AIM OF THE EXERCISE: All lines from the one containing "Where can the forest floor" through the final line of the records below should be reproduced exactly, with the pictures left out.

RECORDS SHOWN:
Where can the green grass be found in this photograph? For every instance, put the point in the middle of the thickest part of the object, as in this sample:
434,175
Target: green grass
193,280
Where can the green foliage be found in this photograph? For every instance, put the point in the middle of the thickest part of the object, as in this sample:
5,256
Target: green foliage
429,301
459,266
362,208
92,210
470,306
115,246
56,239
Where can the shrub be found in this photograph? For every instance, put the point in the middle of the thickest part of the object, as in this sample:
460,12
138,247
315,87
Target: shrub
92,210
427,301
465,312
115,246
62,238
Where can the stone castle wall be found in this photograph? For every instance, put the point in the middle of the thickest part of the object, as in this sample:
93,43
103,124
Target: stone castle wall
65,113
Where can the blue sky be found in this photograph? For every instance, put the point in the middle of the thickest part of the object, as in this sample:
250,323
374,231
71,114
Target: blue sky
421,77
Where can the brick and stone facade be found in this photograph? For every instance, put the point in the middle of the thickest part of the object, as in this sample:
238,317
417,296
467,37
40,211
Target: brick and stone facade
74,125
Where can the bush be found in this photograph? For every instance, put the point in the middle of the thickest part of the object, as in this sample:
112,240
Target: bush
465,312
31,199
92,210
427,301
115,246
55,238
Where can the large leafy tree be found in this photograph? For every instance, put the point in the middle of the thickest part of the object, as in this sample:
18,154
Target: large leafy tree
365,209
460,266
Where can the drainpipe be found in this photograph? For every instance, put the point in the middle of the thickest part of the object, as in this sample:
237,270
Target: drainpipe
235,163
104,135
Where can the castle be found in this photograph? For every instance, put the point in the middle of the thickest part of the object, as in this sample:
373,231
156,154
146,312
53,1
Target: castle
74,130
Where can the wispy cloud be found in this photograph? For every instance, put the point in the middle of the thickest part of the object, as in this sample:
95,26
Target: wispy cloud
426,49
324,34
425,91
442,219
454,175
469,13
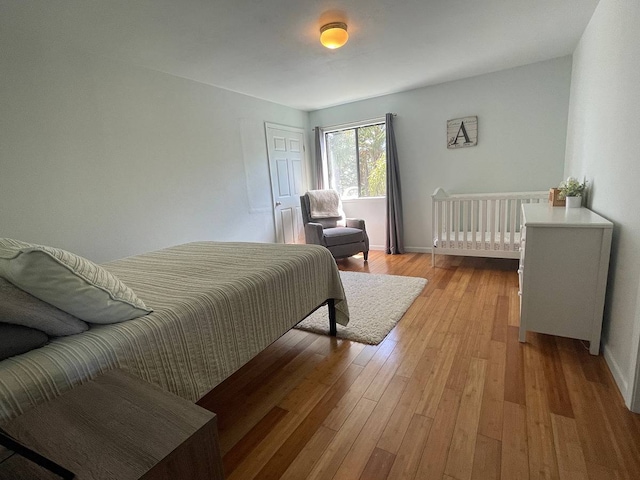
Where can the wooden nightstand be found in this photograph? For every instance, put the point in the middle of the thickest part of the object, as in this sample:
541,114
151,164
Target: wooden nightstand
118,427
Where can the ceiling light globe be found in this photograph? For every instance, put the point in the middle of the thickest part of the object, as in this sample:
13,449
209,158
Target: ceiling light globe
334,35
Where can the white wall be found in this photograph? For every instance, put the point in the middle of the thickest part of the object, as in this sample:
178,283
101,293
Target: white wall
108,160
522,116
602,145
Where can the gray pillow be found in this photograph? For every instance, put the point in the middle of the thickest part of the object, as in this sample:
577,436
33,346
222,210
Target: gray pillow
70,282
21,308
16,339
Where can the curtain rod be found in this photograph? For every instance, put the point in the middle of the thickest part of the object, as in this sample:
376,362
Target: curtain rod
357,122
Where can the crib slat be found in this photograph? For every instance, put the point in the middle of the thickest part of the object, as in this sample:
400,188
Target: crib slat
465,221
456,220
474,223
447,217
515,204
493,219
483,234
502,238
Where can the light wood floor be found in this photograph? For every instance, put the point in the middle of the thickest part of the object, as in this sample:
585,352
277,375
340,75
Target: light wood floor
449,394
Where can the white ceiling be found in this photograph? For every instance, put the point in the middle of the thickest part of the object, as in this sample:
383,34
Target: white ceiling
269,48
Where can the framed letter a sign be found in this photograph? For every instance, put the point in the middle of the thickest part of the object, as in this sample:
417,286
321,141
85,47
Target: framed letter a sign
462,132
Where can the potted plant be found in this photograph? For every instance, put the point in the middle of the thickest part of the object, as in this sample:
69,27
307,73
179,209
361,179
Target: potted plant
572,190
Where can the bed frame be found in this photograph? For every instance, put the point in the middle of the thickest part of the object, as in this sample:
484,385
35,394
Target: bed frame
480,224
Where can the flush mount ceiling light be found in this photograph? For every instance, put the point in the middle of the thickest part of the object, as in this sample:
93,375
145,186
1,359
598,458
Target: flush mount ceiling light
334,35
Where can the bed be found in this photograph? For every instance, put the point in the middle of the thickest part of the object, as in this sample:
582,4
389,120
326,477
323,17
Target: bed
479,225
215,306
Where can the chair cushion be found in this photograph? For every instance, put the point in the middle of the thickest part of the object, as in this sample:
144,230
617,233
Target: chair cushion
342,235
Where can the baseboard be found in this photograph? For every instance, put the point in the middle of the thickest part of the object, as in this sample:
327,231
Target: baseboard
382,248
417,249
619,378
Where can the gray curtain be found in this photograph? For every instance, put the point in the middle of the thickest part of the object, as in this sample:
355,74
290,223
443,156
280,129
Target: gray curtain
319,156
395,234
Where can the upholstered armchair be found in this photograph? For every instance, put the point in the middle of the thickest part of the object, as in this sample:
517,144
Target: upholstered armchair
325,224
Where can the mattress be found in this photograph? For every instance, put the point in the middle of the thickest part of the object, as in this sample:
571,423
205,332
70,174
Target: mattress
216,305
488,245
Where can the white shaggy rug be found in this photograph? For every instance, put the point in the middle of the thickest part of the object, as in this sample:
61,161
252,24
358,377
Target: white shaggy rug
376,303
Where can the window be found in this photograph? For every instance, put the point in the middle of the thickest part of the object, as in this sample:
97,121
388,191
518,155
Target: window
357,160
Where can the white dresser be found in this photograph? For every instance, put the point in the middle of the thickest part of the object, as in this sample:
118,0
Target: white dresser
563,269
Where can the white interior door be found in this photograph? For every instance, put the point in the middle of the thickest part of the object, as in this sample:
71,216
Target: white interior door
286,152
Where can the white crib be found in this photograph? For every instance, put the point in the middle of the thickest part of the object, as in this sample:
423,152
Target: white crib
480,224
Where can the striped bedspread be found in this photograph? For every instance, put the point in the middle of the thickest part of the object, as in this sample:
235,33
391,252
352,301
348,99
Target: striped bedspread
216,305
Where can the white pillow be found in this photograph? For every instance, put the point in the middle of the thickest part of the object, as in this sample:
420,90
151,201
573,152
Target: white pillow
69,282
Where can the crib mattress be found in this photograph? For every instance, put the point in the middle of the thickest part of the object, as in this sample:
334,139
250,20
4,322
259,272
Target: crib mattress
497,244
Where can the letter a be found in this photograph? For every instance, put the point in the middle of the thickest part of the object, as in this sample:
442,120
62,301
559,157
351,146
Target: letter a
463,134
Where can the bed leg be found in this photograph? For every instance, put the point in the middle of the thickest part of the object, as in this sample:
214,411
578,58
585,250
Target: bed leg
333,329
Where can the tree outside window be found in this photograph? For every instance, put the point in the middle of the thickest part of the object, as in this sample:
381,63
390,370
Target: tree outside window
357,161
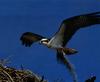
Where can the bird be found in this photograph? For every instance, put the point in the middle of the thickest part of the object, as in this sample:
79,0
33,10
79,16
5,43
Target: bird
92,79
60,39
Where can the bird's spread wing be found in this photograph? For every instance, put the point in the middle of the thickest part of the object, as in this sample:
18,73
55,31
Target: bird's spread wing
28,38
71,25
61,58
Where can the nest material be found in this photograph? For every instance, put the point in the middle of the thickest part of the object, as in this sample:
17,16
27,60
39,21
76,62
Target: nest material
8,74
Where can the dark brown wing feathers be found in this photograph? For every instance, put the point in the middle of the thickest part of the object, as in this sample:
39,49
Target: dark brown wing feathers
71,25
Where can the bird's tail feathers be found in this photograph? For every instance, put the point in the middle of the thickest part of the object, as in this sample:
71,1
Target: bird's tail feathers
65,61
68,51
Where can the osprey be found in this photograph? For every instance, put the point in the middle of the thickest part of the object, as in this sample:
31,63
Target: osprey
58,42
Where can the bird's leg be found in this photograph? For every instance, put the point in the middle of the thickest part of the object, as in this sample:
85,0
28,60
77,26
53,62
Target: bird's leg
68,51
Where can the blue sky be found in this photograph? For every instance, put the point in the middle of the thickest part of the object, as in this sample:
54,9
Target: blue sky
44,17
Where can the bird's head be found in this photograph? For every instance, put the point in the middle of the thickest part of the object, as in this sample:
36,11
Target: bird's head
44,41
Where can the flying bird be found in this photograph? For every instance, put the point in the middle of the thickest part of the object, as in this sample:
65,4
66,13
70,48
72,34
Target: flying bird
60,39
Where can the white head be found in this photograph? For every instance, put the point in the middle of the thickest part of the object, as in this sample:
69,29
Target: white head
44,41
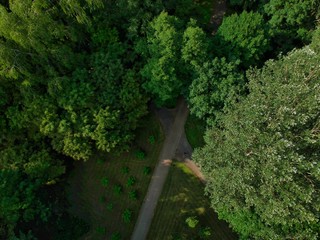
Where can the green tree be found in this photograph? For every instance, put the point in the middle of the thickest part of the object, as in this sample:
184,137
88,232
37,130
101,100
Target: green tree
292,20
160,72
262,163
244,37
214,88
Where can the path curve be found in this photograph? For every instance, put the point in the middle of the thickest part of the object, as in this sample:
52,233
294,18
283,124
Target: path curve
159,176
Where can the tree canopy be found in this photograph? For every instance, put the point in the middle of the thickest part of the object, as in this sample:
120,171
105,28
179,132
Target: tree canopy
262,162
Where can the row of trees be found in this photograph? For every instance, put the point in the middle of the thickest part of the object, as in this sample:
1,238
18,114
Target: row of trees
76,76
261,160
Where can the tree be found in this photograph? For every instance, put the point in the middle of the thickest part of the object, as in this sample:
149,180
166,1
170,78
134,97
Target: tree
244,37
217,82
262,162
292,21
160,72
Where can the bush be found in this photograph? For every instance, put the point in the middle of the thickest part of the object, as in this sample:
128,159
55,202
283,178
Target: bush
101,230
131,181
192,221
140,154
102,199
133,195
205,233
117,189
115,236
152,139
104,181
127,215
146,170
110,207
125,170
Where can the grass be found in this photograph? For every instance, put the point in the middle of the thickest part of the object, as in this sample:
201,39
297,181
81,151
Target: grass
195,129
182,198
99,191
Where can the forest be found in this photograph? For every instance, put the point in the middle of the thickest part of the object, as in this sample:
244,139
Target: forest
78,77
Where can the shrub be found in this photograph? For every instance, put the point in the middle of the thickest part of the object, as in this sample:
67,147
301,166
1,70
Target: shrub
104,181
117,189
133,195
115,236
125,170
192,221
110,207
140,154
152,139
102,199
101,230
100,161
205,233
131,180
127,215
146,170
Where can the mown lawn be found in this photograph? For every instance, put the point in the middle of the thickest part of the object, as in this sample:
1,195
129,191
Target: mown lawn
94,185
195,129
182,197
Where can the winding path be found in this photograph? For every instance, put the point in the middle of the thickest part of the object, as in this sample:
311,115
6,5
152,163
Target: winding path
171,143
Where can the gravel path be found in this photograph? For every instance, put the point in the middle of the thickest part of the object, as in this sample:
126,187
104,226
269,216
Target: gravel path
173,136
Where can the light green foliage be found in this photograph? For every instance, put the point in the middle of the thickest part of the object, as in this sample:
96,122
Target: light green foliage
133,194
131,181
115,236
244,37
117,189
214,88
192,222
195,45
262,163
160,72
146,170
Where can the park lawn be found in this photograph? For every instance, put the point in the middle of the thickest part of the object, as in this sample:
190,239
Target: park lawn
90,200
183,197
195,130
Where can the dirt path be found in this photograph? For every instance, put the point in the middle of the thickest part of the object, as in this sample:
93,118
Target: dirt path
172,140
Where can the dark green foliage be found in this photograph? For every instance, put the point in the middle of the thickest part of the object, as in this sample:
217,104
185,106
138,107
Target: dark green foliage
261,164
146,170
105,181
205,233
133,194
110,206
127,215
152,139
214,88
131,181
140,154
117,189
192,222
243,37
292,21
115,236
163,63
101,230
125,170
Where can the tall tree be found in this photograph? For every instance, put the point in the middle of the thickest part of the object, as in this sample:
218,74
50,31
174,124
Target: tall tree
243,37
262,162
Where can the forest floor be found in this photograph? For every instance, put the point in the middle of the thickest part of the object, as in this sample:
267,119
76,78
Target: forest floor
173,130
176,146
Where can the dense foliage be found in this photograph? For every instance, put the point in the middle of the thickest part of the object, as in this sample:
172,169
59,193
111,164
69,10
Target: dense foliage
77,77
262,162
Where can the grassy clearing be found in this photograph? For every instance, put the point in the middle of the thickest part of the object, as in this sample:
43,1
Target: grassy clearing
108,190
195,129
181,198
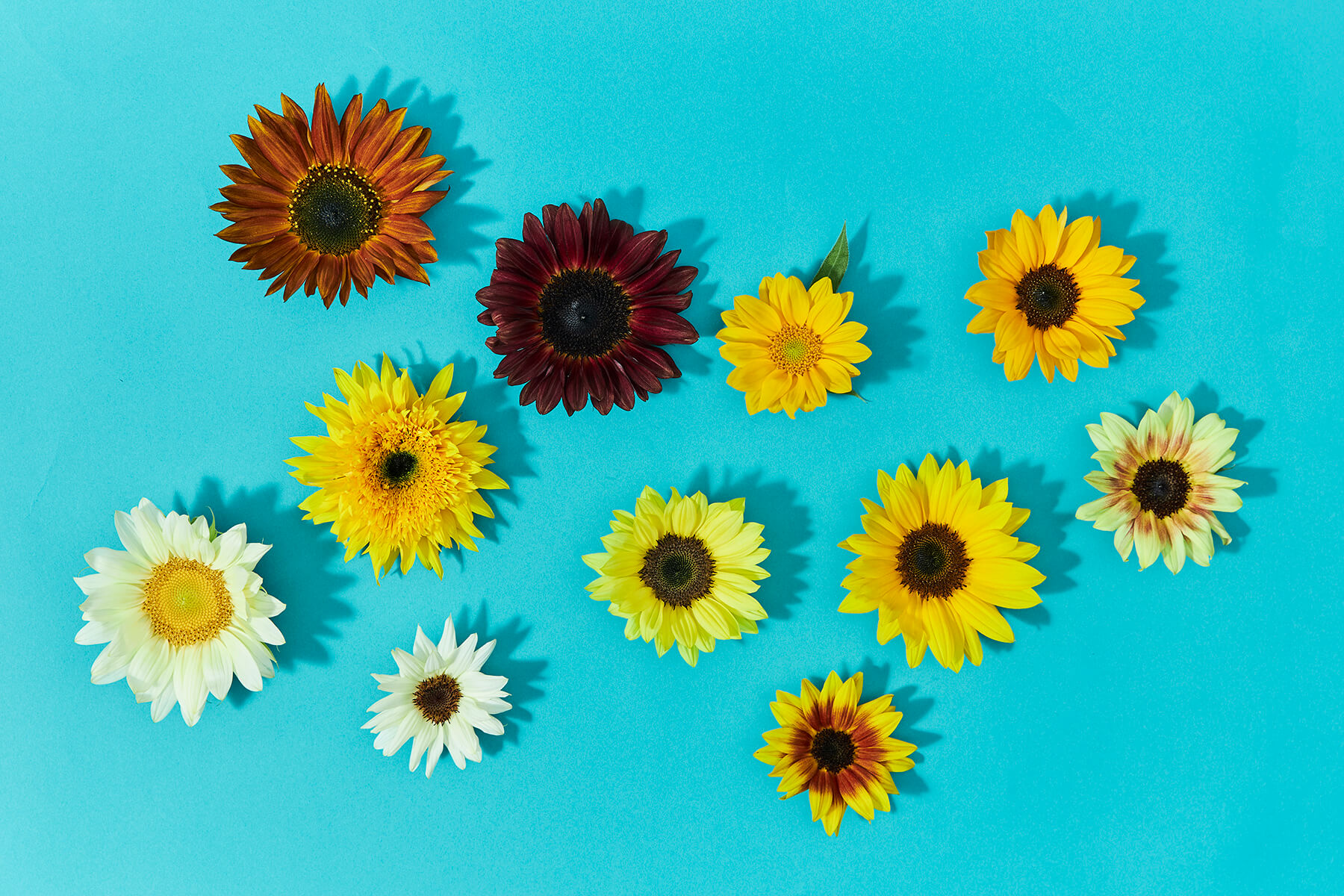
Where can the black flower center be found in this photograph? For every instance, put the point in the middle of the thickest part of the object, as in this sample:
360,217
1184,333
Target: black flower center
833,750
1048,296
585,314
1160,487
932,561
398,467
679,570
437,697
334,210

RESULT OF THE EXERCISE:
Where can the forest floor be found in this photograph? For every instance, put the point in the middle of the thickest part of the object, as in this sample:
267,119
76,78
Target: forest floor
173,130
176,146
Where can the dense foliage be found in this photograph? For every instance, put the point in the middle of the thickest part of the object, as in this sample:
172,169
59,193
111,164
69,10
Target: dense foliage
77,77
262,162
Where can the grassy clearing be found in this photograph? For every instance, put the point in the middle of the thickest part of the object, as in this sample:
43,1
Target: grassy clearing
108,190
195,129
181,198
Where can the black flower center be found in this photograph? For every instance, put the point in the middle of the thickest part of the object, as in this sample:
360,217
1184,333
Target: black flower center
833,750
1048,296
585,314
1160,487
932,561
398,467
679,570
437,697
334,210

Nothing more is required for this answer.